## start PROVIDED TEXT
Me: We’re about average-sized on our campus, I guess.

SSG: Well, my chapter has about 250 …. thousand. And we recruit about 3,000 girls every fall with 100% retention and we think we’re a bit too small … there’s a small outhouse in Louisiana who hasn’t accepted our bid … yet.

Image: Southern women are impeccable. Perfectly airbrushed makeup, hair that does not move within an inch of Armageddon, and perfectly tailored, outrageous wardrobe choices. Northern women, myself especially, seem to be more low-maintenance.
(During our 10 a.m. breakfast.)
Me: I dragged myself out of bed at 9:30 and I didn’t want to get up.
SSG: You woke up at 9:30 and did your hair and makeup when?
Me: Um … when I woke up.
SSG: I was up at 7 a.m. getting ready!
(At this point, SSG is eyeballing me up and down critically)
Me: Well, I guess I’m just quick at getting around …
SSG: Can I give you a makeover?

A southern sorority girl on her way to a pledge event.

Legacies: Legacies are daughters, granddaughters, or sisters of a member of the sorority. Many southern sorority women are part of a longstanding legacy tradition within the sorority.
## end PROVIDED TEXT
## start PROVIDED INFORMATION
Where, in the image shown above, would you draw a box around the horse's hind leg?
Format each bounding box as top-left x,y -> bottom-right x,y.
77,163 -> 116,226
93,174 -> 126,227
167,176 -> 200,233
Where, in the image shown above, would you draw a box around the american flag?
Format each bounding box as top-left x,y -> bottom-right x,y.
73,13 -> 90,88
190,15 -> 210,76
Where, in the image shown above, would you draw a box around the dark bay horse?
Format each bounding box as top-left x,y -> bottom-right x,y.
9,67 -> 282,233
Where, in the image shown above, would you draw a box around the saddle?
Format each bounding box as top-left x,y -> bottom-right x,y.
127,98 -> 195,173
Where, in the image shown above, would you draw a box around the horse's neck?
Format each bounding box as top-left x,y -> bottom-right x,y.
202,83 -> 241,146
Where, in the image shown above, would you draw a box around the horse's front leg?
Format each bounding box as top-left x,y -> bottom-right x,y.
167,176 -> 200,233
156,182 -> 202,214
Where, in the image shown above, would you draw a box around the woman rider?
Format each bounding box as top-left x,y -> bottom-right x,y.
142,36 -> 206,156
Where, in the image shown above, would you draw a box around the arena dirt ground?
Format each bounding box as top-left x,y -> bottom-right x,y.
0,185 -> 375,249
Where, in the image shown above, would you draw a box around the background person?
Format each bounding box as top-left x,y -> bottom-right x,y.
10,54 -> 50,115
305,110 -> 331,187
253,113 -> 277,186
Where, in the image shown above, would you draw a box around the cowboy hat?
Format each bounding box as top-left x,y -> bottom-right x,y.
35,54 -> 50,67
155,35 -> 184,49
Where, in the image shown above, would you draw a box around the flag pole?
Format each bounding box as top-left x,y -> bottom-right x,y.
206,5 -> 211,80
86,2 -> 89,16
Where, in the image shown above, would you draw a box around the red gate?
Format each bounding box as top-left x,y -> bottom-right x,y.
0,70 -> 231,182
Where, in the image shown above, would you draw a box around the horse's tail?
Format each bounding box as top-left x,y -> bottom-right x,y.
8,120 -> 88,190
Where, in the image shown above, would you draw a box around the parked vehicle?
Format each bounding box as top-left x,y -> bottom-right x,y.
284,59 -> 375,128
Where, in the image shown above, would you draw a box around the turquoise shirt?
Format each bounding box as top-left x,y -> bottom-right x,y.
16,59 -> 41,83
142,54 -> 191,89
## end PROVIDED INFORMATION
(WHAT IS ASKED)
a. Return the stretch of the sorority passage from "Me: We’re about" through "you a makeover?", copied word for word.
b. Resume the passage about southern sorority women, picking up right after its final sentence.

(EXPECTED RESULTS)
a.
Me: We’re about average-sized on our campus, I guess.

SSG: Well, my chapter has about 250 …. thousand. And we recruit about 3,000 girls every fall with 100% retention and we think we’re a bit too small … there’s a small outhouse in Louisiana who hasn’t accepted our bid … yet.

Image: Southern women are impeccable. Perfectly airbrushed makeup, hair that does not move within an inch of Armageddon, and perfectly tailored, outrageous wardrobe choices. Northern women, myself especially, seem to be more low-maintenance.
(During our 10 a.m. breakfast.)
Me: I dragged myself out of bed at 9:30 and I didn’t want to get up.
SSG: You woke up at 9:30 and did your hair and makeup when?
Me: Um … when I woke up.
SSG: I was up at 7 a.m. getting ready!
(At this point, SSG is eyeballing me up and down critically)
Me: Well, I guess I’m just quick at getting around …
SSG: Can I give you a makeover?

b.
SSG: My mother, grandmother, great-grandmother and all six of my sisters were sisters in (insert our sorority here).
Me: Nobody in my family was a (sorority name here).
SSG: So how did you get in?
Me: Umm, I guess the girls just liked me for me.
SSG: I know you said no before, but can I give you a makeover now?

While I was re-insulted, she sure did a number on my roots. Peer pressure’s a bitch. Then again, Peer Pressure was a legacy so we had to give her a bid.

I have no ill-will toward my sisters from the south. But it’s clear they are raised with different notions of Greek life than us northerners. For example, they are raised with the idea that if you are not in a sorority, your arms and limbs will fall off in a horrible bout of leprosy. And they have the pictures to prove it.

Nothing like that happens to northern sorority girls. Any loss of limbs will only come from a severe herpes epidemic.

And while we northerners are content with simply passing out on the front lawn of a fraternity house, southern women will outdo us once again, chaining themselves to the fraternity men’s beds and allowing the upstanding gentlemen of Tau Beta Alpha (which I just made up and if it is a real fraternity, I apologize) to take a dump on their heads. I think it’s called a “Gomer Pyle.” Gol-ly!

So in the end, northern and southern collegiate women really aren’t all that different, and in time, we will be able to expand our relationships across the Dixie Line. And hopefully those southern schools can clean up all those letter-less lepers on their campuses.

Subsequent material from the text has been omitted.